§ EXERCISE PROMPT: Lay out the data below as a Markdown table with the columns Row and Line. Include only the lines from the one containing "Practice step: find every instance of the person" up to and including the last line of the data, and leave out blank lines.

§ PROVIDED DATA:
============

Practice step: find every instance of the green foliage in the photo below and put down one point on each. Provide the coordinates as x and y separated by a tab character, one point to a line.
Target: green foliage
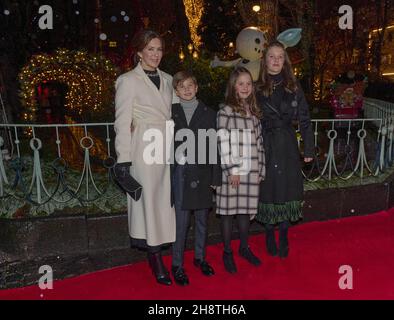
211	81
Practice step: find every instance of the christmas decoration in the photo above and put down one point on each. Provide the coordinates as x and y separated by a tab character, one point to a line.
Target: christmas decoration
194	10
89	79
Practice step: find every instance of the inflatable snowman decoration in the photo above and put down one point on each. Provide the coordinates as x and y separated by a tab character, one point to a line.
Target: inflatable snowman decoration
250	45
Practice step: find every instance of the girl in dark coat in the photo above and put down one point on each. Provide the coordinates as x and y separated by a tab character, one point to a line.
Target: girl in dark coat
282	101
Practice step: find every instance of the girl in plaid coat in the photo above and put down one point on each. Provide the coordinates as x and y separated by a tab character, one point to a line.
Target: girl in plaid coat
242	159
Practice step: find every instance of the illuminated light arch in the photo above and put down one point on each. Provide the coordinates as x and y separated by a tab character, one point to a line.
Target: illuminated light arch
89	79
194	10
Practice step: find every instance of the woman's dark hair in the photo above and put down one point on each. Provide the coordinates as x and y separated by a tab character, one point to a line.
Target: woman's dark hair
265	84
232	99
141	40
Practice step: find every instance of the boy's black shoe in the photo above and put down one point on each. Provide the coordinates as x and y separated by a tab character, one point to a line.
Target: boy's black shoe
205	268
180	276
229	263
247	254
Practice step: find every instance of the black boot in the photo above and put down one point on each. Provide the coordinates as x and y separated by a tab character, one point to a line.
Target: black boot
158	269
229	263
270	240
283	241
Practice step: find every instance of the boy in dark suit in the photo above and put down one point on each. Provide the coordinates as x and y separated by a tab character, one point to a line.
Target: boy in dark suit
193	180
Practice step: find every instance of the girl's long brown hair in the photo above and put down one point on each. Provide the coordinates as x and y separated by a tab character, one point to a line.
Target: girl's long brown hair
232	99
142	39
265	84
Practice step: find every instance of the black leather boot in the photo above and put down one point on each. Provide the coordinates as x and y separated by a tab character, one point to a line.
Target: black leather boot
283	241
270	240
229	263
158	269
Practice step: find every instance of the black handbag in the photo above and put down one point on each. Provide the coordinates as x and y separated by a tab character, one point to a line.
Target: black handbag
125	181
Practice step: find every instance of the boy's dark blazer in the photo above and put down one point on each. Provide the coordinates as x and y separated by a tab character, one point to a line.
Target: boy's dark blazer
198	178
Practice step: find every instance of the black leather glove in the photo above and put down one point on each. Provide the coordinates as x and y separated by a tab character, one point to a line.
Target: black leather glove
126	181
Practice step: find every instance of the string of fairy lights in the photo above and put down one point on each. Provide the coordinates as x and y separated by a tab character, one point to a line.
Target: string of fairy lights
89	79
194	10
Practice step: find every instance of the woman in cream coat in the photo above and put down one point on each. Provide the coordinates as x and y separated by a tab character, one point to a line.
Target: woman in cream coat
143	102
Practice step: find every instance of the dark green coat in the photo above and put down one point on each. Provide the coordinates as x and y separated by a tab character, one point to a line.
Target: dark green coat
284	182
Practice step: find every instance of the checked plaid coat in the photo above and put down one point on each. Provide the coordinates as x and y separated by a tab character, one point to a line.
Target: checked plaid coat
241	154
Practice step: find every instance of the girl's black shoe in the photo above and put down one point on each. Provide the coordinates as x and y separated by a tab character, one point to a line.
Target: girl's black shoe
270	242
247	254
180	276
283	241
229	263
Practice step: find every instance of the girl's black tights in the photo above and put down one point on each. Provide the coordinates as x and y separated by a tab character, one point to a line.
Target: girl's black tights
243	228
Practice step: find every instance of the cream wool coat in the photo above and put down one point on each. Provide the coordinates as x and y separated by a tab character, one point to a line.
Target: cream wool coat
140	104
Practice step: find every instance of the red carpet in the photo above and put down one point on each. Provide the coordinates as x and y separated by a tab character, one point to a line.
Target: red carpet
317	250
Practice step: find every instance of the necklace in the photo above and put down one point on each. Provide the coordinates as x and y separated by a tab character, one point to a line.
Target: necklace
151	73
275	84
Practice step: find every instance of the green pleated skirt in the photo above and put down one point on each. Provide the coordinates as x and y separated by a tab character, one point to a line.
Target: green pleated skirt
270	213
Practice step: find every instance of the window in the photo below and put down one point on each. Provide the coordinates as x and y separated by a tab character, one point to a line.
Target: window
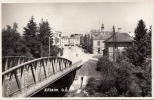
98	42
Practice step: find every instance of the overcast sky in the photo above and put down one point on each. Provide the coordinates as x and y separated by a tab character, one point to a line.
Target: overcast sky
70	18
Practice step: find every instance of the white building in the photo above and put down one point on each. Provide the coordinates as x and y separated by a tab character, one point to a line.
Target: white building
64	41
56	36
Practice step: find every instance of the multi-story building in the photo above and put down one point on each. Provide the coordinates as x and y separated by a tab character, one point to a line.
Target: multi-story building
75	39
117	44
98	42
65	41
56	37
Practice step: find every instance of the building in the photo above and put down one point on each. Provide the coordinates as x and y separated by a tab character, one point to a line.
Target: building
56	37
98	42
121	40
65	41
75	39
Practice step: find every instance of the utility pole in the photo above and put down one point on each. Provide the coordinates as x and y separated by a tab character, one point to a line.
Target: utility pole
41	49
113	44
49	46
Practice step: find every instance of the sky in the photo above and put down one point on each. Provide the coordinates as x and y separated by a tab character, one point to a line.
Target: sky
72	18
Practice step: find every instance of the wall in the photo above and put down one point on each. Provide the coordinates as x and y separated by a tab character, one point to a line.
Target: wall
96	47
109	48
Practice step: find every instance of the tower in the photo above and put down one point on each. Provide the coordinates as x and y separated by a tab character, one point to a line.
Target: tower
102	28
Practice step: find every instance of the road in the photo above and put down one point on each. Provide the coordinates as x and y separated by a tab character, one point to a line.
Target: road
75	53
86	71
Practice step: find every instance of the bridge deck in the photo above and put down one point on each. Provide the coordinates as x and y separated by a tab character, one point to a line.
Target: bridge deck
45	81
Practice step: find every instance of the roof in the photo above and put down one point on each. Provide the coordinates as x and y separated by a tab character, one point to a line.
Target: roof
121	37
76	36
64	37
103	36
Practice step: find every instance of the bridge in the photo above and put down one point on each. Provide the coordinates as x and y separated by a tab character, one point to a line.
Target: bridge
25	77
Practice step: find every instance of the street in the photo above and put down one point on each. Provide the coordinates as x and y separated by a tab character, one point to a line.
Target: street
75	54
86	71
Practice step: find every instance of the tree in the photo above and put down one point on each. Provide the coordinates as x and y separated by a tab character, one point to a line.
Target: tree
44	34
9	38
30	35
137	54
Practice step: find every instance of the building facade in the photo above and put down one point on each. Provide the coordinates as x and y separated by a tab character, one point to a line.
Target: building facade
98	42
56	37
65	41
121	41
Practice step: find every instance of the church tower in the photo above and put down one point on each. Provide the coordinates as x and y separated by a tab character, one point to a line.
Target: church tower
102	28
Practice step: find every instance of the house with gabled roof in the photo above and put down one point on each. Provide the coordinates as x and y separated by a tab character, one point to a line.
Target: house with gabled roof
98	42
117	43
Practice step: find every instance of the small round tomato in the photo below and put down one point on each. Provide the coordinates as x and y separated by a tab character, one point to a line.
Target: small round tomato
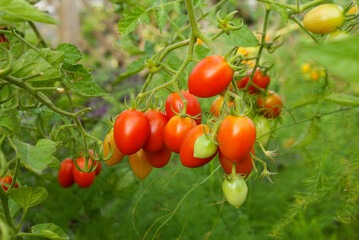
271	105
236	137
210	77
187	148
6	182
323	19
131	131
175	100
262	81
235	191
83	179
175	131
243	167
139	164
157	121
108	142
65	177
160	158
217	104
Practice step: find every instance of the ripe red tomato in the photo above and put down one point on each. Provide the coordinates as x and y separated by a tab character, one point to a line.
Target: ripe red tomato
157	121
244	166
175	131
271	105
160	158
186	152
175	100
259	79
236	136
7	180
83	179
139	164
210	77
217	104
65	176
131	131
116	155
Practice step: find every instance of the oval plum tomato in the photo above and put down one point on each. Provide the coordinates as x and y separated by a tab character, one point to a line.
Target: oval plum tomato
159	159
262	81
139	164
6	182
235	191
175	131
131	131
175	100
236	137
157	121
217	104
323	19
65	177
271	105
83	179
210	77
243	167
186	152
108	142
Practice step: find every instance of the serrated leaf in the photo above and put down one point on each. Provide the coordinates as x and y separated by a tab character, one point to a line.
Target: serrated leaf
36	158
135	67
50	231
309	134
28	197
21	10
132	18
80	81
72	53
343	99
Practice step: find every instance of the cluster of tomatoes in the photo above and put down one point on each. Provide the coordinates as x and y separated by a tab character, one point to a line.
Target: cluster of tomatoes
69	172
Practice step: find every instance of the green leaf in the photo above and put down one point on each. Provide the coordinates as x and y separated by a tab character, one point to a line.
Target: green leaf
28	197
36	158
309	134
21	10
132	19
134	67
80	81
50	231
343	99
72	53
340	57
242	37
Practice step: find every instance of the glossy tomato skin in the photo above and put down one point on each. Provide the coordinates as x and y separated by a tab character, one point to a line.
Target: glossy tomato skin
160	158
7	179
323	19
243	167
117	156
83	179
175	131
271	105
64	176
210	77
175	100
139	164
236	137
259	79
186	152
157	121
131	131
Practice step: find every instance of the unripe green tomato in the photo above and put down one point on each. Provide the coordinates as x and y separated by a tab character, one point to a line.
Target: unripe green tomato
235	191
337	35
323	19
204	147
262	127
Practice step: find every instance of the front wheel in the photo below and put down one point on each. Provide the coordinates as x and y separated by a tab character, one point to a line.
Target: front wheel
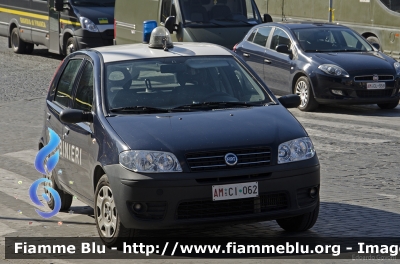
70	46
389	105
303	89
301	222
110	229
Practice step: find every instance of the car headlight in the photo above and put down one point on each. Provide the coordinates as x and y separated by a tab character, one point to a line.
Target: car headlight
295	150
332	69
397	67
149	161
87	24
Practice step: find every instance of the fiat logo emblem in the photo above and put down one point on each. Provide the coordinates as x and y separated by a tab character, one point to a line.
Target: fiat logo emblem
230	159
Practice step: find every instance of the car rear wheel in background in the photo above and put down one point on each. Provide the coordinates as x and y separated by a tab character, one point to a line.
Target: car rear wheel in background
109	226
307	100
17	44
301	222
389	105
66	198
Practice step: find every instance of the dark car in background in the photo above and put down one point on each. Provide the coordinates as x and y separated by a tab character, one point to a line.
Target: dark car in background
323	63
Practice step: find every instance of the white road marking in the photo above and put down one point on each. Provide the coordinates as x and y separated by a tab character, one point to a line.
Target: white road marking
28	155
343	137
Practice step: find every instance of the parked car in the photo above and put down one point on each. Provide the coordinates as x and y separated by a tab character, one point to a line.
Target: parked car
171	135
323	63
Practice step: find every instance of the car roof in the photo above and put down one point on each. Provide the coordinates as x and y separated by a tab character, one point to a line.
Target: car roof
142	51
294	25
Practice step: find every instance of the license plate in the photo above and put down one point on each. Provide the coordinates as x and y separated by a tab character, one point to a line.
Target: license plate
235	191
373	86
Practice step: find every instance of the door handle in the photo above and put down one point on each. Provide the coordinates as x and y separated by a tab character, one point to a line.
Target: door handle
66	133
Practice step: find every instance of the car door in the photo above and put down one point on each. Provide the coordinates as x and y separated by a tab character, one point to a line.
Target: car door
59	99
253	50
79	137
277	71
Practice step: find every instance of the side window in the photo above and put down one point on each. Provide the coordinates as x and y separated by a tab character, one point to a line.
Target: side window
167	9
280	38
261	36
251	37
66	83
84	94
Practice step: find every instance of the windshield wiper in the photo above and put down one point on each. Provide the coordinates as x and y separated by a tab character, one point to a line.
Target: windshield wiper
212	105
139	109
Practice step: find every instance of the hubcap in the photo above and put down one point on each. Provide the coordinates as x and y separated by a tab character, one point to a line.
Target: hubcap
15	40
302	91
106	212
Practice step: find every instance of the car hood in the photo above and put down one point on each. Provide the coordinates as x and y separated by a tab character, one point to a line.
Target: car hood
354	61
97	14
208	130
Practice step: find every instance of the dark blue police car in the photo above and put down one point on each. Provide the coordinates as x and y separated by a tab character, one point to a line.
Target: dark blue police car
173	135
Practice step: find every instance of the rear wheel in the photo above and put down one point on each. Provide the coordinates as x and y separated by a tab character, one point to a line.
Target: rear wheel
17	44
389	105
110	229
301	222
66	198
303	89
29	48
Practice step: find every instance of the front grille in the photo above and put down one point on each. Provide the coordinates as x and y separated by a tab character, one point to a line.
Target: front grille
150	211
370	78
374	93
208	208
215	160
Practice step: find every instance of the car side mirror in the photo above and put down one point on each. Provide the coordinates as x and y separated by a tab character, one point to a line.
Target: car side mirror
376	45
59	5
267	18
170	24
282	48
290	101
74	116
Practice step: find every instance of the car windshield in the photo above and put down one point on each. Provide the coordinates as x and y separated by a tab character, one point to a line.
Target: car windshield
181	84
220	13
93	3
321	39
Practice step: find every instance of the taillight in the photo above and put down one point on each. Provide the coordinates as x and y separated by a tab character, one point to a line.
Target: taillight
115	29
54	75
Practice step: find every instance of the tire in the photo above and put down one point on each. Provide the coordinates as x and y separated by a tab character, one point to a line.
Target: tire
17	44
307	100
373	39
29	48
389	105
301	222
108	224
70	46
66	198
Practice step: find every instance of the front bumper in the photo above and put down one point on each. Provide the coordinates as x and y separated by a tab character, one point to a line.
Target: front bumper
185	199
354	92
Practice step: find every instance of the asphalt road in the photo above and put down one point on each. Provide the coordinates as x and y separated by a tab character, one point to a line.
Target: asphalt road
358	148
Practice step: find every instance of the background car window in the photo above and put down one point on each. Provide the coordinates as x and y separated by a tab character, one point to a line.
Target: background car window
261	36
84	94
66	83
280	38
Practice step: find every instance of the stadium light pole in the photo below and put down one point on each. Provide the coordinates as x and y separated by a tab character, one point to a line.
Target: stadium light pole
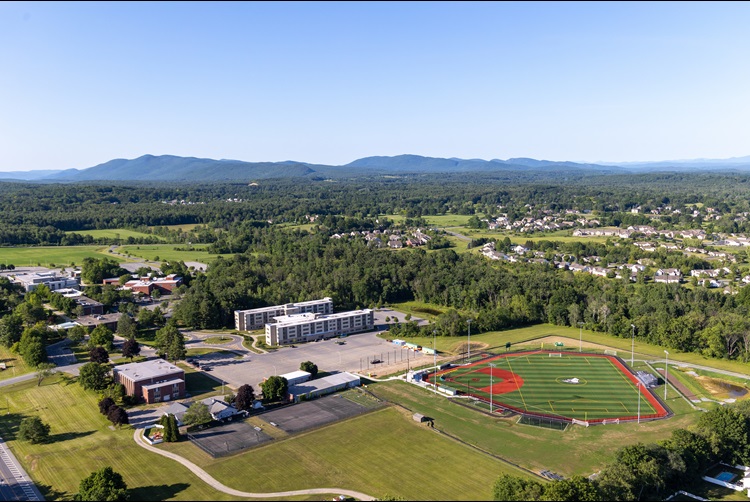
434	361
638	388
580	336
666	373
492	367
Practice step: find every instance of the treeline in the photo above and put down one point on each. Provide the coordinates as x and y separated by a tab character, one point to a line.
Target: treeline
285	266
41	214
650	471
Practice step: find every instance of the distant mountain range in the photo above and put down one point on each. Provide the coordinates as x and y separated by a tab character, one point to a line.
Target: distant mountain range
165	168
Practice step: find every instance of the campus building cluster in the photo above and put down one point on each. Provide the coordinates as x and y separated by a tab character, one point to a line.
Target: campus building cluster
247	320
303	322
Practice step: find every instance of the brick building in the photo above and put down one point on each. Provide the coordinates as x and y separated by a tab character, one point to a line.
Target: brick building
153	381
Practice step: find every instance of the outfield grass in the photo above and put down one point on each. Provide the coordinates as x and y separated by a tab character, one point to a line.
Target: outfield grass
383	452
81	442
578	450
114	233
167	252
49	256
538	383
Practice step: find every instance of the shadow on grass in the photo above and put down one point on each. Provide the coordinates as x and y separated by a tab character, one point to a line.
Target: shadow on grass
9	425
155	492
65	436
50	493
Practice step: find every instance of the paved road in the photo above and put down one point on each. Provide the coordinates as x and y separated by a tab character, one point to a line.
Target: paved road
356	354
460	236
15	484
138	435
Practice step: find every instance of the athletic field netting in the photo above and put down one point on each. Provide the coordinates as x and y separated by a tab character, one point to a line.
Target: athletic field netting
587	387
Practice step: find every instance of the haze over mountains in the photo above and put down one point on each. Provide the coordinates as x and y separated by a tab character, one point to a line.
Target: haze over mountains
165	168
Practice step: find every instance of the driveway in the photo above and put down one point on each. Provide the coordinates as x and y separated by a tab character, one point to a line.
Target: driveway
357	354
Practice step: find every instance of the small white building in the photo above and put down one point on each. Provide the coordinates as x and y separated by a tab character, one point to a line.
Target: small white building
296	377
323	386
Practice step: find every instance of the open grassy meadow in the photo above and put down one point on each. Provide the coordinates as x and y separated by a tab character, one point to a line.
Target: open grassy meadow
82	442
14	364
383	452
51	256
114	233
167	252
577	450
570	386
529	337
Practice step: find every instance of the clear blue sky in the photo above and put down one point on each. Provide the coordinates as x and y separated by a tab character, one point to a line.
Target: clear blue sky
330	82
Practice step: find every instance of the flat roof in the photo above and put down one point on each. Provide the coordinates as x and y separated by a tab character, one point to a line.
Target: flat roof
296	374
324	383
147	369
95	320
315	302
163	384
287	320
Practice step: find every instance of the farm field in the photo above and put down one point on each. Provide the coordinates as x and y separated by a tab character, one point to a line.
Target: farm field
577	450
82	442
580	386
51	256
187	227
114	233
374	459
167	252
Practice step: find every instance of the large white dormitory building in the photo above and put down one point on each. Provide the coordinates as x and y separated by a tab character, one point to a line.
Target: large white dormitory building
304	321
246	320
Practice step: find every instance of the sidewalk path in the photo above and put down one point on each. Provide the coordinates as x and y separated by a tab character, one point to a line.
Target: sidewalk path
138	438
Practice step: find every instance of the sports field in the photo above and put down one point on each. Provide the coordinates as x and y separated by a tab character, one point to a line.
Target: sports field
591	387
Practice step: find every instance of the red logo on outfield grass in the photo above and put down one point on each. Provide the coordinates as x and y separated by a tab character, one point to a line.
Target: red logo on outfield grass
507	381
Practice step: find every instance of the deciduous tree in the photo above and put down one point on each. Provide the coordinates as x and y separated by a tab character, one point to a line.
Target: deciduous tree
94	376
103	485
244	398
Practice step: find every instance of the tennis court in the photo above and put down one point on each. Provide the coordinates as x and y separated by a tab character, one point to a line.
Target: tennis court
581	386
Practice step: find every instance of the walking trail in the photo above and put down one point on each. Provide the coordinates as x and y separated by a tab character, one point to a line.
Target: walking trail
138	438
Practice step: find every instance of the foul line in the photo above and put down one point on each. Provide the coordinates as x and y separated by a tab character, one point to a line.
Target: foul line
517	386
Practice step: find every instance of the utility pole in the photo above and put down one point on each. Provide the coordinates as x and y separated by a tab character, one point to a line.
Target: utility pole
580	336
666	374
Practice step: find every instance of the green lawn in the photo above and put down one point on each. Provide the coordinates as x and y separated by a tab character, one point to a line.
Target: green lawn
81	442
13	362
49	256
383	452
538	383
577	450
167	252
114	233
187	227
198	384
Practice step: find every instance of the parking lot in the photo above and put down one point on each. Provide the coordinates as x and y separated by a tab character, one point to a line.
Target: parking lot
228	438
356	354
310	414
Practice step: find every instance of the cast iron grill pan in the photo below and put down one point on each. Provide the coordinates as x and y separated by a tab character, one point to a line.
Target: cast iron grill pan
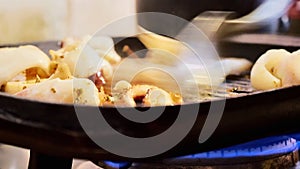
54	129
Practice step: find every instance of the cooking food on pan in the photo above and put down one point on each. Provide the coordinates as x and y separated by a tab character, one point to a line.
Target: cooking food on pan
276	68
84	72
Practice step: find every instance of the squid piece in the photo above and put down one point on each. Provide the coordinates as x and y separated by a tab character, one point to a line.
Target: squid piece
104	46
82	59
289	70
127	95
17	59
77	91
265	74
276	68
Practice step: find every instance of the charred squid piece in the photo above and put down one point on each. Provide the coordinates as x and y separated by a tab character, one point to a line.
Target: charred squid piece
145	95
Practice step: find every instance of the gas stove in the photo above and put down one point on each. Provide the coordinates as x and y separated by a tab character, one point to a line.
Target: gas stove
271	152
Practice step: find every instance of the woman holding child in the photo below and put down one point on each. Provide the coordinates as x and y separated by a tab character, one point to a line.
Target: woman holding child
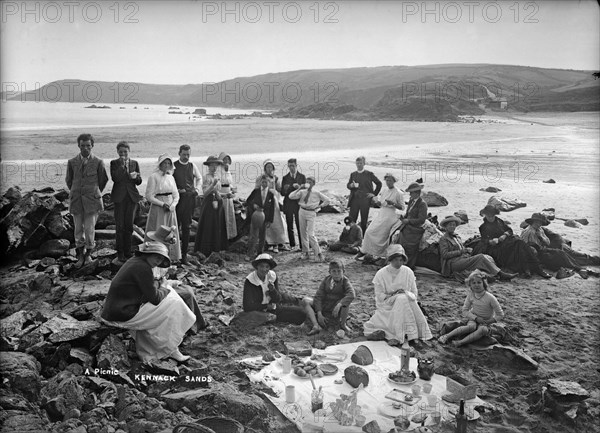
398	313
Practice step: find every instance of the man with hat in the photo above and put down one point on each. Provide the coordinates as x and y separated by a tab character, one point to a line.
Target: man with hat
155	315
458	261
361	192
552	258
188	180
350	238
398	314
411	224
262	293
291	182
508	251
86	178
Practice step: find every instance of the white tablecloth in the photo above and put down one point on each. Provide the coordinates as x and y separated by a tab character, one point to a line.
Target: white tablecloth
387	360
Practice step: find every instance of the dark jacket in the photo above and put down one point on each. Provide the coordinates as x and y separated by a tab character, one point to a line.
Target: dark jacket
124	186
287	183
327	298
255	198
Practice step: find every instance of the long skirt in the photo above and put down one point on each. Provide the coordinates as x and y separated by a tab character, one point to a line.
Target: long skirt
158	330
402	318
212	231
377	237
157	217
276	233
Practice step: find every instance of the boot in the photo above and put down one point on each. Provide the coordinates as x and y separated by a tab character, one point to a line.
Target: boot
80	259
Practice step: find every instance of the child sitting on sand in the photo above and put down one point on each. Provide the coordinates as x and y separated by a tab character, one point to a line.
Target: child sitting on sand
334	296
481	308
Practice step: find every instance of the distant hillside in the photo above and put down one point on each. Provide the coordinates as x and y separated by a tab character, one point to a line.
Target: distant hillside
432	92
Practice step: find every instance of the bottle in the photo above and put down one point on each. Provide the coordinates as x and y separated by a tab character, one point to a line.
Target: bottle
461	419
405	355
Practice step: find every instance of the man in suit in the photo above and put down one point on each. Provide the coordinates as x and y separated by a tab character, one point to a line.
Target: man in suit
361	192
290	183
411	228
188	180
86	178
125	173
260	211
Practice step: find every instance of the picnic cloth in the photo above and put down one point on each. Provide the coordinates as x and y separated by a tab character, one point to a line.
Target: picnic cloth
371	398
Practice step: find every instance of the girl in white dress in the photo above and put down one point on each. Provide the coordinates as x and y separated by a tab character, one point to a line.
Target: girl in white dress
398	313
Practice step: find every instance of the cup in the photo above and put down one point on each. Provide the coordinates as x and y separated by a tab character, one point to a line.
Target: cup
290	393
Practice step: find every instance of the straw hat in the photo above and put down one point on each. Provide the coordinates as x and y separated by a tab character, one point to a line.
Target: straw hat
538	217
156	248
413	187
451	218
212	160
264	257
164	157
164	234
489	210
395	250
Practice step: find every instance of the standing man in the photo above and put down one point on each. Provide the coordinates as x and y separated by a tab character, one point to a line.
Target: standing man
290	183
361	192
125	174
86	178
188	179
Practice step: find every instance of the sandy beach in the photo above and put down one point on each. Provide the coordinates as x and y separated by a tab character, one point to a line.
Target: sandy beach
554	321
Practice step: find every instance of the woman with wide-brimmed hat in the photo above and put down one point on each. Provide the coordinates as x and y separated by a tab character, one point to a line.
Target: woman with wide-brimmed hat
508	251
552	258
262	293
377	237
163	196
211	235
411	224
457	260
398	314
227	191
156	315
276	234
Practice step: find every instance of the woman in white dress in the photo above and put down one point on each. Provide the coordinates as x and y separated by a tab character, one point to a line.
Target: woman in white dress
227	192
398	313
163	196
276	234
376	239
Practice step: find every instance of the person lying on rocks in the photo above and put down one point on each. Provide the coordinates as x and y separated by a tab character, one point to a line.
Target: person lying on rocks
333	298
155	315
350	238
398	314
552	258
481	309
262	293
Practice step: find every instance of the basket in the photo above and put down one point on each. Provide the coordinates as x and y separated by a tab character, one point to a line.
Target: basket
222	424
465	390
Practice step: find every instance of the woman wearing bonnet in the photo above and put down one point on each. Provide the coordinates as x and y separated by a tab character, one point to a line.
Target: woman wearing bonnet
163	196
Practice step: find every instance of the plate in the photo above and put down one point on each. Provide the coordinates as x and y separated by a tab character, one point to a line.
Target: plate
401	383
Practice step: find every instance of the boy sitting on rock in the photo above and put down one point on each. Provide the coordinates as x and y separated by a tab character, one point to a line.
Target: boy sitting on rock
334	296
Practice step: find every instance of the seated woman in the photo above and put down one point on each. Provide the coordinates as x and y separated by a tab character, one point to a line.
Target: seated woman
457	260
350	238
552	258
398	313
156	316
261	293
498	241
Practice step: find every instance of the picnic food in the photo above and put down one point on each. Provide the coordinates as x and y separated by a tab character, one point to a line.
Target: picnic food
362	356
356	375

============

§ RESPONSE:
| Row | Line |
|---|---|
| 1 | Practice step: find every instance of the person lying on rocks in the photo above and put down one point on each. Provide the coordinates as x and y separated by a tab character, one point to a line. |
| 2 | Target: person lying on rocks |
| 3 | 333	298 |
| 4 | 155	315 |
| 5 | 350	238 |
| 6 | 398	314 |
| 7 | 552	258 |
| 8 | 481	309 |
| 9 | 262	293 |
| 10 | Practice step: find every instance of the basket in the photo above and put down one point on each. Provide the coordinates as x and y separated by a tab character, one point to a line. |
| 11 | Target: basket |
| 12 | 222	424 |
| 13 | 465	390 |
| 14 | Practice step: find every instance of the woman wearing bonnet in the photo above and put down one point on each. Provide the coordinates as x and y separated by a tab character, one point to a line. |
| 15 | Target: woman wearing bonnet |
| 16 | 163	196 |
| 17 | Practice step: find every instance of the plate in the photo above and put down one point on each. Provide the coordinates as x and y separated by a tab character, one point to a line. |
| 18 | Target: plate |
| 19 | 401	383 |
| 20 | Practice step: find every instance of the boy sitting on rock in the photo above and put down one point on each. Provide the coordinates as x and y separated by a tab character, one point to a line. |
| 21 | Target: boy sitting on rock |
| 22 | 334	296 |
| 23 | Practice step: find every instance of the seated woman in the photo above and put down one point on each. Provide the coordinates as x and y separated by a tab character, one point to a line. |
| 24 | Target: seated woman |
| 25 | 457	260 |
| 26 | 350	238 |
| 27 | 552	258 |
| 28 | 398	313 |
| 29 | 156	316 |
| 30 | 261	293 |
| 31 | 498	241 |
| 32 | Practice step: find every instance of the picnic food in the photo above and put down one point on each. Provide the coordinates as x and y separated by a tab character, one point to a line. |
| 33 | Target: picnic food |
| 34 | 362	356 |
| 35 | 356	375 |